──────── Document extract ────────

Each of the five bedrooms is a double. One, at the very top of the house, is en suite. But on the first floor one of the bathrooms could easily be re- configured and swapped around to give a pair of en suites on this level without losing a bedroom.
No 7 is a house with a history. Samuel Beckett’s grandfather built it, back in the 1880s, and somewhat more recently, anyone applying for a US visa would once have visited.
Rewired and replumbed
Previously the house was a doctor's practice, which had one of the first X-ray machines in Ireland. Alarmed by the potential spread of TB, anyone wanting a visa to the US had to come here first for a chest X-ray.
Rewired and replumbed when the present owners bought it, the house is also freehold which is quite unusual for this area.
To the right of the entrance hall, the drawing room has a big bay window (echoed in the charming master bedroom upstairs), and an open fire.

──────── Data ────────

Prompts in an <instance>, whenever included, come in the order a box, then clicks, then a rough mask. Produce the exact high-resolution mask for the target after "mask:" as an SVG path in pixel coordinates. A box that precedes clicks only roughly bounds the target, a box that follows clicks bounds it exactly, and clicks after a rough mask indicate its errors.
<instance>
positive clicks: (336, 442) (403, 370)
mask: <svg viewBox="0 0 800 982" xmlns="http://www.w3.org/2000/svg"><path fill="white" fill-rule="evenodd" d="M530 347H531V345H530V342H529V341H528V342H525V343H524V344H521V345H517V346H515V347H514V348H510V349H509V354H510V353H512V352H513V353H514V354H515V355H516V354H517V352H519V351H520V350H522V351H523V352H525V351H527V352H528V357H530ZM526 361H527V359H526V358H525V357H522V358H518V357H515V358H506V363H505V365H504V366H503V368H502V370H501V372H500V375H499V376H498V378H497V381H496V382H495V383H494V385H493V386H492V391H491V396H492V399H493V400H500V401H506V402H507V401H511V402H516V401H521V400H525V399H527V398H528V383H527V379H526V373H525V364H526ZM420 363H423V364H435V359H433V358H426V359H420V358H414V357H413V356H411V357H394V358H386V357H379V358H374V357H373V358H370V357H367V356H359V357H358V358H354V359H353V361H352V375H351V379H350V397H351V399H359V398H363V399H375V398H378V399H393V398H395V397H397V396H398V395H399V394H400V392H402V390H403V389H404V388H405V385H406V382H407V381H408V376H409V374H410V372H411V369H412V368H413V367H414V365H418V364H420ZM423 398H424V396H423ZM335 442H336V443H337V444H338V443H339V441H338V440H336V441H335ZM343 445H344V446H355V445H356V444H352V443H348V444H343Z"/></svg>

────────

■ Task set:
• 1. In the house listing, answer these three questions:
(a) Who built the house, and in what decade?
(b) What did the doctor's practice in the house have?
(c) Which room lies to the right of the entrance hall?
• 2. Can you rewrite the house listing's paragraph beginning "Previously the house was a doctor's practice" more briefly, keeping its main facts?

■ List of solutions:
• 1.
(a) Samuel Beckett's grandfather built it, in the 1880s.
(b) It had one of the first X-ray machines in Ireland.
(c) The drawing room.

• 2. The house was once a doctor's practice with one of Ireland's first X-ray machines. Because of fears that TB would spread, anyone seeking a US visa had to come here first for a chest X-ray.